● Work order:
Repeat the material below exactly, line for line.

● Information shown:

*-*-*

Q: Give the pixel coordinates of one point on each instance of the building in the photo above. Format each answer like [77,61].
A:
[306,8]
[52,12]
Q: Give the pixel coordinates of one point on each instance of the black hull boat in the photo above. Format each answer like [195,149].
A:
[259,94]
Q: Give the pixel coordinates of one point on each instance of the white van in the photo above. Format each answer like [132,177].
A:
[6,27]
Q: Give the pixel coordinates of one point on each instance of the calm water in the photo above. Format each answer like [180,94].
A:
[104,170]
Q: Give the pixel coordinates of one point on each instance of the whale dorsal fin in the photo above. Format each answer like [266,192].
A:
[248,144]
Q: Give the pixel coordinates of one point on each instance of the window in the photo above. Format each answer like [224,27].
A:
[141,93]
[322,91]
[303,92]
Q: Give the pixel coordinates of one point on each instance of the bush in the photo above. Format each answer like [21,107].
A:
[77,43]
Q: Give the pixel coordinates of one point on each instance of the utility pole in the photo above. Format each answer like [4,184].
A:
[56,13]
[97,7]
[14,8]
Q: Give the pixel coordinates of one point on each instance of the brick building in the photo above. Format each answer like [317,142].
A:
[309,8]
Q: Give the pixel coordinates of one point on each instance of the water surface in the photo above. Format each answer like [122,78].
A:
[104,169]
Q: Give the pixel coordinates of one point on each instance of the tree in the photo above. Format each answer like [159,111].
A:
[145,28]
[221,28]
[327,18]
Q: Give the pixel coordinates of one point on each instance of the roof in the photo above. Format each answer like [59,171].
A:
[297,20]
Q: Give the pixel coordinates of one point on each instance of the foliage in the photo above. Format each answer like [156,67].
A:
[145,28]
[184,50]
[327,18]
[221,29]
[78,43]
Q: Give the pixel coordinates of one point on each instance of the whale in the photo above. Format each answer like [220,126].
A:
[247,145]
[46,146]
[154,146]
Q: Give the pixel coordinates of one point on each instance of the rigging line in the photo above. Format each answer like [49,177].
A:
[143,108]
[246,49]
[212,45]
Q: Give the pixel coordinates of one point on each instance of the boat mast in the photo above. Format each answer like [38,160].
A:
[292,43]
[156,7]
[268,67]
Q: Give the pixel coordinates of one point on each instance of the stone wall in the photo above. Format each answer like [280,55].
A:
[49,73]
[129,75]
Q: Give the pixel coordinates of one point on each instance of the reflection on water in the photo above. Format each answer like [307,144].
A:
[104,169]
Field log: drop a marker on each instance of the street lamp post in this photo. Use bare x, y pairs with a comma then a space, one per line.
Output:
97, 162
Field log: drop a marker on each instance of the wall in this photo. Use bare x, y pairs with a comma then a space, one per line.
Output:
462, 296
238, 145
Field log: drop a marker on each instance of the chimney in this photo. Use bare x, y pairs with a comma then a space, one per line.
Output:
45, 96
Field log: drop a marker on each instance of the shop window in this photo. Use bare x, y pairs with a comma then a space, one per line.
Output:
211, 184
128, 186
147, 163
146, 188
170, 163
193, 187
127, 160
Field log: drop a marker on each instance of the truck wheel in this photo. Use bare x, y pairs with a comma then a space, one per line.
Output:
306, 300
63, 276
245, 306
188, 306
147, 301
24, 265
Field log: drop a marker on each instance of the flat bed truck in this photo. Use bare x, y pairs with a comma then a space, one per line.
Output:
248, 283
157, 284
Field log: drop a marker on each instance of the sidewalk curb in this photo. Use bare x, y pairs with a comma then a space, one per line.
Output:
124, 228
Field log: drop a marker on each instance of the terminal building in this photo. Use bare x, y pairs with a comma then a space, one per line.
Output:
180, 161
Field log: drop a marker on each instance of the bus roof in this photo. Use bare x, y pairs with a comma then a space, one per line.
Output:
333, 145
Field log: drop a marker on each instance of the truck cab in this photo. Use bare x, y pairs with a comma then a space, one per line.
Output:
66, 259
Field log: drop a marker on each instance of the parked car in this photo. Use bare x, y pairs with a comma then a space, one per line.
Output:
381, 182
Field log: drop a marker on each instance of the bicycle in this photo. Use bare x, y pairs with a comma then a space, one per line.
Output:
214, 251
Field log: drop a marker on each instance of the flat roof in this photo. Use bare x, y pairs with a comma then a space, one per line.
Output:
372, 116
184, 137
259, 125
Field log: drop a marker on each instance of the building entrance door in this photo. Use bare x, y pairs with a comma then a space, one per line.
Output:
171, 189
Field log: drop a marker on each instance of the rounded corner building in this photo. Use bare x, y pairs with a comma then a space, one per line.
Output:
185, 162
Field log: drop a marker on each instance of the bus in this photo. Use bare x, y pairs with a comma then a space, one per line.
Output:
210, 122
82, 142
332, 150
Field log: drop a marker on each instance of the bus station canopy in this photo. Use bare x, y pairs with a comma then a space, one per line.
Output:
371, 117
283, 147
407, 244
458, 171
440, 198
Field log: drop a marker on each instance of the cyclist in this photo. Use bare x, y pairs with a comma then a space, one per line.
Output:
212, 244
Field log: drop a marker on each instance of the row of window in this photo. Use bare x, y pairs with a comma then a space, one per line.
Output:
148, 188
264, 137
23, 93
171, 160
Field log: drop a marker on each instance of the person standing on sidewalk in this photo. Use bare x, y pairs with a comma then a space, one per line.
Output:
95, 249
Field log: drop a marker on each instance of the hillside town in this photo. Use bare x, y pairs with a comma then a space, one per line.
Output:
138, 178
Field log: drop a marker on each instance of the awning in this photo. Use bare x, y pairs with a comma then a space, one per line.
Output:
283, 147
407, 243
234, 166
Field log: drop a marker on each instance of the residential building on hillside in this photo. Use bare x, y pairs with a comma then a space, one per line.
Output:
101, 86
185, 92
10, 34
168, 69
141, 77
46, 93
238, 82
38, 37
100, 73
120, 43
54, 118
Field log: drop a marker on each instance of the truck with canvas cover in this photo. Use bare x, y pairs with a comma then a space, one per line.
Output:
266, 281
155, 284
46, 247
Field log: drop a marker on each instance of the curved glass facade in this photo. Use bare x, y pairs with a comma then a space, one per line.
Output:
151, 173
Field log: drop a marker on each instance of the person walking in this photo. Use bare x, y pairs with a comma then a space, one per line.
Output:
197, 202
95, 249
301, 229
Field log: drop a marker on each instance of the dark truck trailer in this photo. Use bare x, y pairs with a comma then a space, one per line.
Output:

*-*-*

● Solution to this exercise:
Q: Give the pixel coordinates of one point on each instance of the building in the photo above. Format each answer like [77,61].
A:
[306,8]
[52,12]
Q: Give the pixel coordinates of one point on each instance of the black hull boat in the photo above. Format each answer like [195,149].
A:
[259,94]
Q: Give the pixel coordinates of one point on each instance of the white van in the photo above. Format each answer like [132,177].
A:
[6,27]
Q: Give the pixel coordinates of one point on each instance of the calm water in the photo above. Format each answer like [180,94].
A:
[104,170]
Q: Give the pixel coordinates of one point on each instance of the whale dorsal fin in the photo above. Format each answer like [266,192].
A:
[248,144]
Q: Give the pixel coordinates of one point on each instance of the window in the photo above. Format each answer like [224,27].
A:
[141,93]
[322,91]
[303,92]
Q: Give the pixel coordinates of one point on each instance of the bush in the photo above. Format each answer like [21,107].
A:
[77,43]
Q: Give the pixel coordinates of one point on each instance of the utility pole in the photo above. Format each answer like [4,184].
A:
[56,13]
[97,7]
[14,8]
Q: Give the pixel coordinates of one point on each instance of the brick building in the photo above. Format each answer like [317,142].
A:
[309,8]
Q: Give the pixel coordinates of one point on each instance of the water surface in the photo above. Format each answer like [122,78].
A:
[104,169]
Q: Give the pixel coordinates of one point on each instance of the tree in the photo above. Format each answer like [159,111].
A:
[145,28]
[221,28]
[327,18]
Q: Give the pixel coordinates of one point on each instance of the roof in the photo above. Format each answer like [59,171].
A:
[297,20]
Q: Give the pixel coordinates of one point on each instance of the foliage in the photo above. Format each answer like [156,67].
A:
[145,28]
[184,50]
[327,18]
[221,29]
[78,43]
Q: Give the pixel coordinates of one point on each instance of the whale in the photo above. Format each answer like [220,126].
A:
[247,145]
[46,146]
[154,146]
Q: Give the pixel coordinates of one point on each instance of the rigging line in the photo above. Format each answer like [49,177].
A:
[143,108]
[246,49]
[212,45]
Q: Give the pixel coordinates of one point on each instance of the boat mast in the photo above. Format each answer like [38,160].
A:
[292,43]
[156,7]
[268,67]
Q: Give the pixel coordinates of one point on each instance of the stone wall in the photo above. Format each answer like [280,55].
A:
[49,73]
[129,75]
Q: Give the pixel coordinates of one point on each instance of the reflection on water in the photo above. Format each answer like [307,144].
A:
[104,169]
Field log: drop a marker on each instance of the street lamp post in this photo. Use bare x, y pairs with a comma then a space, one per line.
Output:
97, 162
Field log: drop a marker on each instance of the wall in this photo. Use bare x, y pairs with a comma then a space, one per line.
Output:
462, 296
238, 145
Field log: drop a marker on each instance of the chimney in this photo. Use bare x, y pairs with a comma then a space, one per line.
Output:
45, 96
Field log: drop a marker on each instance of the shop window in this photo. Use bare x, y pairs with a comma then a space, one per line.
Output:
211, 184
128, 186
147, 163
146, 188
170, 163
193, 187
127, 160
Field log: drop a marker on each instance of the truck wheel in this photo. Use bare x, y pairs with a comma then a space, one per line.
Output:
306, 300
63, 276
245, 306
188, 306
147, 301
24, 265
Field log: drop a marker on each instance of the flat bed truck in this photo. Use bare x, y pairs with a comma then a space, one per line.
Output:
248, 283
157, 284
Field log: drop a marker on each instance of the sidewalk curb in this photo. Use bare x, y pairs with a comma then a space, one per line.
Output:
124, 228
Field log: drop a marker on each instance of the terminal building in this photo. Use bare x, y pairs with a comma then a space, one per line.
Output:
180, 161
Field log: drop a marker on each instance of the bus roof in this photo. Use bare x, y pairs with a comma then a space, one per line.
Output:
333, 145
Field log: drop a marker on each instance of the truck cab in this photo. Use bare x, y pairs with a comma then a space, one per line.
Output:
66, 259
Field log: drop a marker on each instance of the parked car in this photo. Use bare x, y pairs with a comma then a space, one per line.
Output:
381, 182
Field log: drop a marker on each instance of the bicycle in this photo. Use bare x, y pairs with a comma then a space, one per line.
Output:
214, 251
Field log: drop a marker on each instance of the flat roof in this photo. Use bare x, y pairs with a comma then a space, one per line.
Output:
372, 116
184, 137
259, 125
Field log: drop a marker on each instance of the building entrance door in this photo. Use bare x, y pairs with a comma then a space, one per line.
Output:
171, 189
Field log: drop a marker on each instance of the rounded corner building in this photo. Use bare x, y pairs with a comma then a space, one per line.
Output:
185, 162
Field log: drop a marker on each instance of the bus in this photo. Use bare x, y pairs with a comma then a space, one per line.
Output:
210, 122
82, 142
332, 150
Field log: drop a marker on each instance of the bus station canopy in this photo. Use bare x, y pairs with a comma then a space, one per line.
Output:
371, 117
283, 147
407, 244
458, 171
440, 198
Field log: drop a marker on each instance of the cyclist in this photo. Use bare x, y pairs with a comma then a space, one per line.
Output:
212, 244
Field log: drop a marker on each instance of the row of window in this photo. Use bare x, y pairs with a comma then a space, one per line.
Output:
148, 188
264, 137
23, 93
171, 160
Field log: drop a marker on each instance of the person standing on sidewalk in this photo. Use bare x, y pairs with a comma then a space, one per line.
Output:
95, 249
Field log: drop a marker on each instance of the hillside town in this photo. Use bare x, y pairs with a comma then a space, one per line.
Output:
138, 178
Field log: drop a marker on each instance of the awning in this photo. Use bare x, y pairs with a comma then a space, one per line.
Output:
283, 147
407, 243
234, 166
Field log: drop a marker on each instance of the residential building on hillside in this photo. Use bare x, y pairs with a comma then a space, one per line.
Output:
101, 86
185, 92
10, 34
168, 69
141, 77
46, 93
238, 82
38, 37
100, 73
120, 43
54, 118
Field log: drop a marker on each instance of the truck with canvas cover in this photo. Use bare x, y pairs with a comma then a space, one per line.
Output:
266, 281
155, 284
46, 247
Field log: drop a marker on each instance of the curved glass facade in this photo. Use bare x, y pairs with a comma then a space, one per line.
Output:
151, 173
Field log: drop a marker on each instance of the person walking in this photo. Use bare x, y pairs with a comma then a space, one per line.
Output:
197, 202
95, 249
301, 229
Field log: drop a marker on each instance of the dark truck trailer in this photo. Use bare x, y pairs with a comma then a space, one per line.
Output:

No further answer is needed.